■ Consigne 1
Recopiez le passage de l'article sur les premiers cas de coronavirus à Gaza depuis « Yousef Abu al-Rish, un » jusqu'à « de leur diagnostic. » inclus, en renommant « quarantaine » en « isolement ».
■ Consigne 2
Rédigez la suite de l'article sur les premiers cas de coronavirus à Gaza, à partir de sa dernière phrase.

Premiers cas de coronavirus rapportés à Gaza

Les deux premiers cas de COVID-19, la maladie provoquée par le nouveau coronavirus, ont été confirmés dans la bande de Gaza, l’un des endroits les plus densément peuplés de la planète.

57 cas covid-19 confirmés en Cisjordanie occupée, deux dans la bande de Gaza

De larges campagnes de stérilisation et de prévention ont lieu dans les quartiers et les différents camps de réfugiés palestiniens de la bande de Gaza afin de réduire les risques de propagation de la pandémie de COVID-19 dans l’enclave palestinienne de deux millions d’habitants. Photo via Palestine Vaincra

Yousef Abu al-Rish, un responsable du ministère de la Santé à Gaza, a annoncé que les deux personnes étaient revenues un peu plus tôt du Pakistan et qu’elles étaient déjà en quarantaine au moment de la prise de leur diagnostic.

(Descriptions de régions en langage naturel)
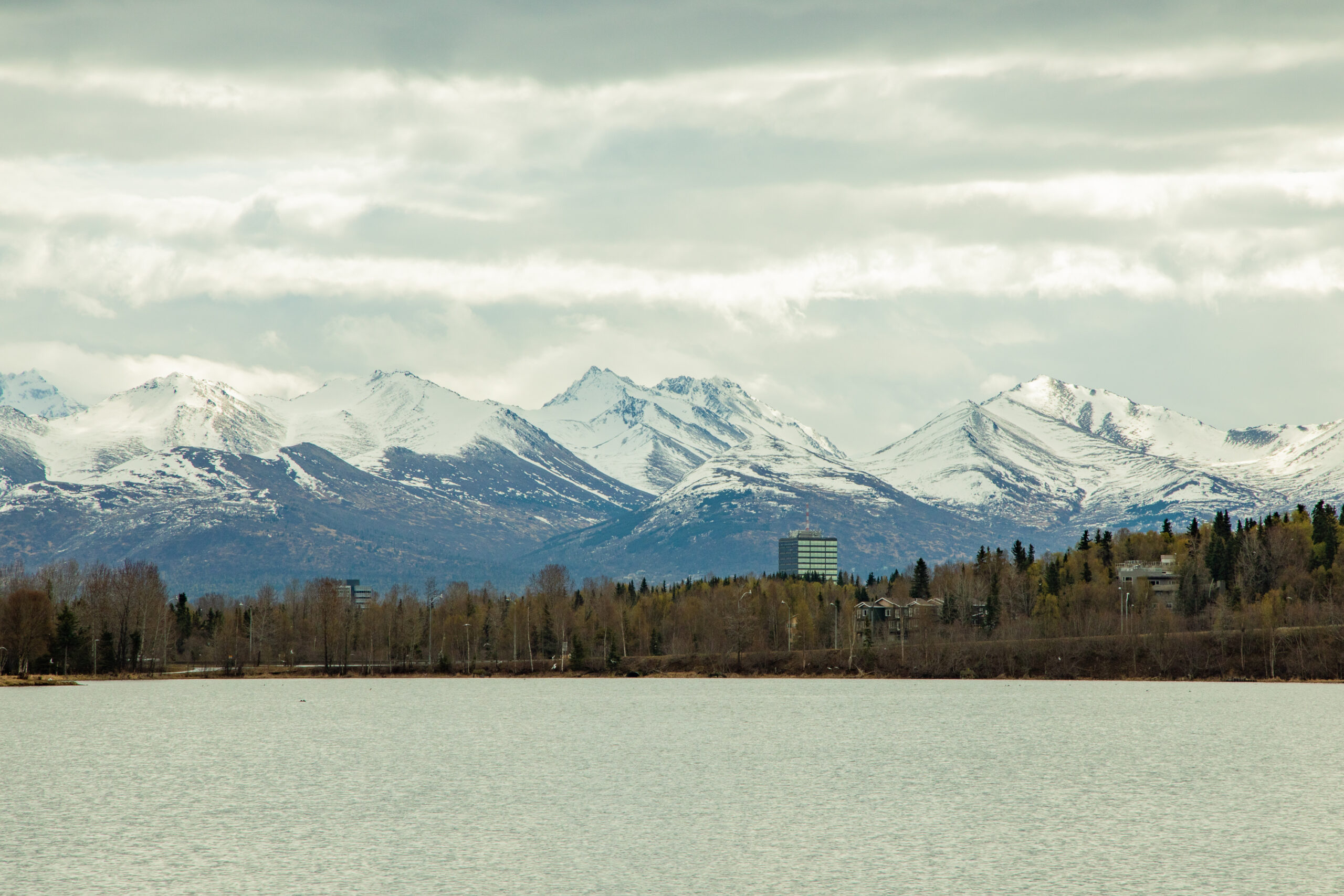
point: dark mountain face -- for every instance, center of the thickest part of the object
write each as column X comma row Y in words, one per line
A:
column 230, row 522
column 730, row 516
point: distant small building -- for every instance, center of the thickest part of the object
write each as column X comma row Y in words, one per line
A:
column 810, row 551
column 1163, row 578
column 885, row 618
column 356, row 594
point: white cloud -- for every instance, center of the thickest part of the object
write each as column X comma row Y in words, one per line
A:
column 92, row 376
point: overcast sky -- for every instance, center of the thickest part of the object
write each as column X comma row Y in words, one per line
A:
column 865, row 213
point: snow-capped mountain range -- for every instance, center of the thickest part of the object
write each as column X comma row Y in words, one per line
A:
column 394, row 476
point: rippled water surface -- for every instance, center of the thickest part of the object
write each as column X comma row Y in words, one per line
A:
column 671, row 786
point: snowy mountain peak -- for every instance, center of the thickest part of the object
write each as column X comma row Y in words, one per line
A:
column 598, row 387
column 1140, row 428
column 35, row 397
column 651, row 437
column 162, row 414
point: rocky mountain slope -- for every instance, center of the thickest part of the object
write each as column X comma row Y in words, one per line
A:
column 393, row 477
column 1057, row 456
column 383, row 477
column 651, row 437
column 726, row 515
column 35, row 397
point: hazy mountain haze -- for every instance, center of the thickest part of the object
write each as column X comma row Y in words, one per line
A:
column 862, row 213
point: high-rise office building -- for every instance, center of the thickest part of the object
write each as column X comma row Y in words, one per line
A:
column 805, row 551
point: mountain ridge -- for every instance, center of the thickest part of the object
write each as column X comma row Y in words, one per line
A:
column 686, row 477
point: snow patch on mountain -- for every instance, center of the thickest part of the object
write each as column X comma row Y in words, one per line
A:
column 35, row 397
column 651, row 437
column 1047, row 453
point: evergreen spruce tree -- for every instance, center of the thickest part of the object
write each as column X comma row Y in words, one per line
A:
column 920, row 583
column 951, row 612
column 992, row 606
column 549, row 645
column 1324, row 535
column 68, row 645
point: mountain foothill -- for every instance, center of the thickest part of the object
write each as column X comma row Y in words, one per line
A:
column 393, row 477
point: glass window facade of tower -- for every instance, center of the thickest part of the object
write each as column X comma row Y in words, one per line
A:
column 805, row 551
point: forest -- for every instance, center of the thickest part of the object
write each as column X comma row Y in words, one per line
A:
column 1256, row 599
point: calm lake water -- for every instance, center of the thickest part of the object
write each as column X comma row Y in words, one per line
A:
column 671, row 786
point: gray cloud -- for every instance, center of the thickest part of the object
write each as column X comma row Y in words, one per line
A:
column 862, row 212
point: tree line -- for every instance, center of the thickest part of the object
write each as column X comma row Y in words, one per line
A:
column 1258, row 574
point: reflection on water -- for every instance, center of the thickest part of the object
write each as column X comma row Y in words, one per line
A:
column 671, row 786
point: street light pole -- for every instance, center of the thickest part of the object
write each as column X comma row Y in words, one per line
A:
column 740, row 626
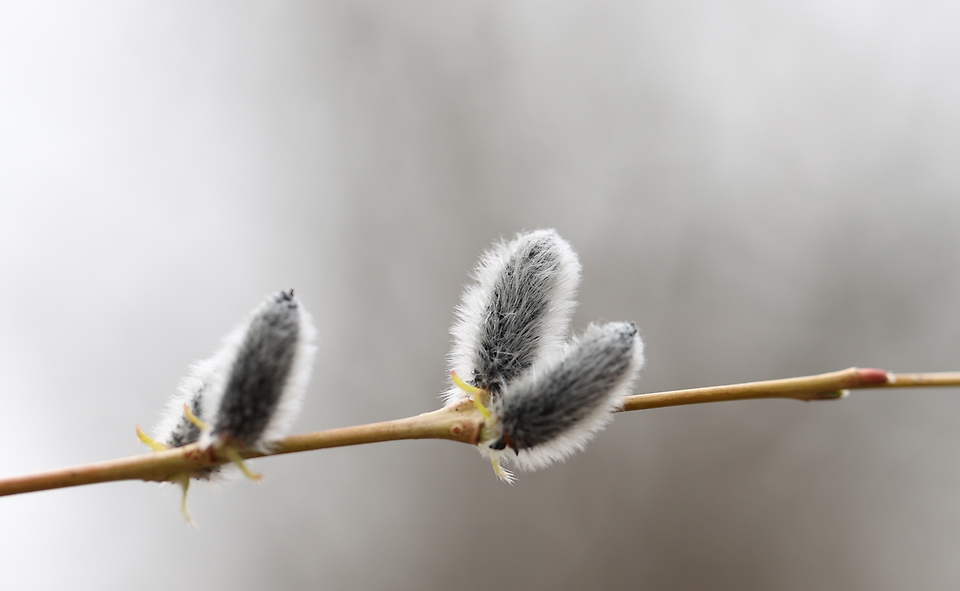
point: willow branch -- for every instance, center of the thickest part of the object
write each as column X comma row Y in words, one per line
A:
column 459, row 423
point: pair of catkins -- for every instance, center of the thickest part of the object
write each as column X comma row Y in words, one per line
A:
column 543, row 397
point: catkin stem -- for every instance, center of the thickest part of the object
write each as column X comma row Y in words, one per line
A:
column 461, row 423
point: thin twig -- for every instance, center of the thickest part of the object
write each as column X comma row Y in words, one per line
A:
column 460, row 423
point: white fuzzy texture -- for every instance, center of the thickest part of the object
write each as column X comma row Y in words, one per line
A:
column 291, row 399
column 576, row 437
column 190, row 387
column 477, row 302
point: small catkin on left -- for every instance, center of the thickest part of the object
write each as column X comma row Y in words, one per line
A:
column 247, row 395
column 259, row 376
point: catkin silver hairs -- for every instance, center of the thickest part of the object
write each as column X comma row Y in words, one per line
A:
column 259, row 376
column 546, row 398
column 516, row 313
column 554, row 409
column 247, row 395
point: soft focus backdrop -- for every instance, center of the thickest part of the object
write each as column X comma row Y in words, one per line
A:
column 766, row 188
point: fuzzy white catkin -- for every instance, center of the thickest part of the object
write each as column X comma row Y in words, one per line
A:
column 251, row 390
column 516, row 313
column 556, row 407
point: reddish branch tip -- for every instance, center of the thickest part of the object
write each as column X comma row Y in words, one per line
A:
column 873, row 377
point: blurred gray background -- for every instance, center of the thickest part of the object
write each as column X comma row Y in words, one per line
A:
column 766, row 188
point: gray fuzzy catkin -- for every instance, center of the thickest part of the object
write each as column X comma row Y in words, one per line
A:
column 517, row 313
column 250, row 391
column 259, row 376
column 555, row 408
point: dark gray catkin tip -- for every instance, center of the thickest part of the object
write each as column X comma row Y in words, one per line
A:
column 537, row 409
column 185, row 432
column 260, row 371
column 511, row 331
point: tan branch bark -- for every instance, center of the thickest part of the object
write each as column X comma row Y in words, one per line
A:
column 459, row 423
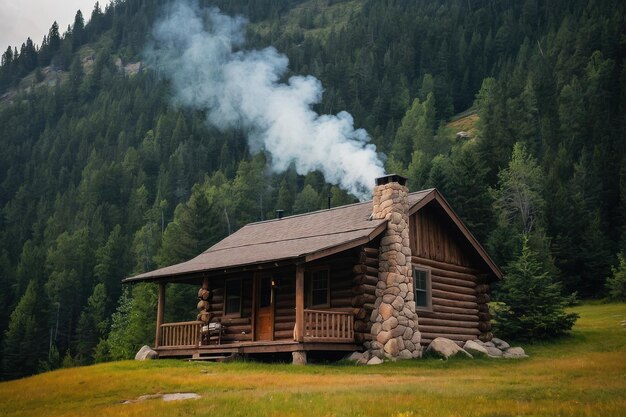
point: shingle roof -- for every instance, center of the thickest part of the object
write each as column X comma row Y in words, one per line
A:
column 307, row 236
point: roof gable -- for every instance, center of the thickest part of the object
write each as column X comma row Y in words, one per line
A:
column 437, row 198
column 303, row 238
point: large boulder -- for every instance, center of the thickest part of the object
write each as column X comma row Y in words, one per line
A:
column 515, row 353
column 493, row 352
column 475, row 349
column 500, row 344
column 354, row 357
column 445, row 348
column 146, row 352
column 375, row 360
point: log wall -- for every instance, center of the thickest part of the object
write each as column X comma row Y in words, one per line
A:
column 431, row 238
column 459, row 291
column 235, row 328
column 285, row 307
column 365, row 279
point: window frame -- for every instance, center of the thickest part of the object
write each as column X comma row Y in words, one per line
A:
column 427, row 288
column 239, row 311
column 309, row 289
--
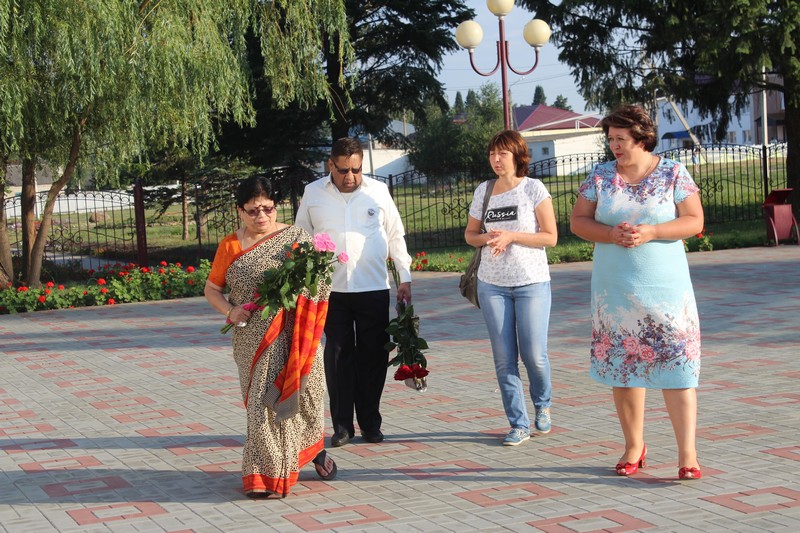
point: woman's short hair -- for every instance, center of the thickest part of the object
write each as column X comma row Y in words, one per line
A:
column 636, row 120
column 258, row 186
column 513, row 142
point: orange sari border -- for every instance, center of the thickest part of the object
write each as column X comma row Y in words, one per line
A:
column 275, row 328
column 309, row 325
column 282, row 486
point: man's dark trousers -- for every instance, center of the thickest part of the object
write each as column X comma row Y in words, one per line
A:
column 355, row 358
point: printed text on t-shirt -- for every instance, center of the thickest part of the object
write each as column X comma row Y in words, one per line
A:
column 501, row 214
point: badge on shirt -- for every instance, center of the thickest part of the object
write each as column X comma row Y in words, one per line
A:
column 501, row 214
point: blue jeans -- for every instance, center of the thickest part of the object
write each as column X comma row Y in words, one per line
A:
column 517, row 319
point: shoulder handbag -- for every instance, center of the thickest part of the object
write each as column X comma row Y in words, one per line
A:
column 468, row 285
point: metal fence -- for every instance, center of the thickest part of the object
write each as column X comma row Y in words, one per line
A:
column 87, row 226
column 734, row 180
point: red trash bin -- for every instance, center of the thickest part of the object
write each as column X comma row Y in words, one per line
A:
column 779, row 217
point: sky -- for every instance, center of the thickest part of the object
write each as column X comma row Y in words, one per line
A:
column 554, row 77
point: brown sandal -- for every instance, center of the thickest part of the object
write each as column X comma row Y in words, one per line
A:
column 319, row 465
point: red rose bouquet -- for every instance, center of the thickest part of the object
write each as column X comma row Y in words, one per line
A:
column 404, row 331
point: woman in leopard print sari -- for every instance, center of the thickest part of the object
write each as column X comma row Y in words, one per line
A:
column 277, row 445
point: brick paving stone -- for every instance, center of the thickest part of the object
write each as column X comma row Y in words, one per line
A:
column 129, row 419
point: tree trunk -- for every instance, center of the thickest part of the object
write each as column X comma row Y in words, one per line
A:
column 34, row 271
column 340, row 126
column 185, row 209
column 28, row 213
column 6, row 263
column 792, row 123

■ Réponse 1
Yousef Abu al-Rish, un responsable du ministère de la Santé à Gaza, a annoncé que les deux personnes étaient revenues un peu plus tôt du Pakistan et qu’elles étaient déjà en isolement au moment de la prise de leur diagnostic.

■ Réponse 2
Les deux patients ont été transférés dans un hôpital de campagne dans la ville la plus au sud de Gaza, Rafah, où ont eu lieu des préparatifs en vue des cas potentiels de coronavirus. Toutes les personnes qui sont entrées en contact avec les patients ont été placées elles aussi en quarantaine obligatoire.

Dans la ville de Cisjordanie occupée de Salfit, un troisième Palestinien, qui avait assisté à la même conférence dans la ville pakistanaise de Raiwind, près de Lahore, a également été testé positif au virus.

Cela porte le nombre de cas confirmés à 57 en Cisjordanie occupée, à deux dans la bande de Gaza et à un millier environ en Israël, où l’on a par ailleurs fait état d’un mort.

Actuellement, on estime à 1 200 environ le nombre de Palestiniens placés dans les 18 centres de quarantaine de la bande de Gaza.

Le confinement en Cisjordanie

Le Premier ministre de l’Autorité palestinienne, Mohammad Shtayyeh, a décrété un confinement de deux semaines pour tous les résidents palestiniens de la Cisjordanie occupée, à l’exception des urgences. Il prendra effet ce dimanche soir (22 mars).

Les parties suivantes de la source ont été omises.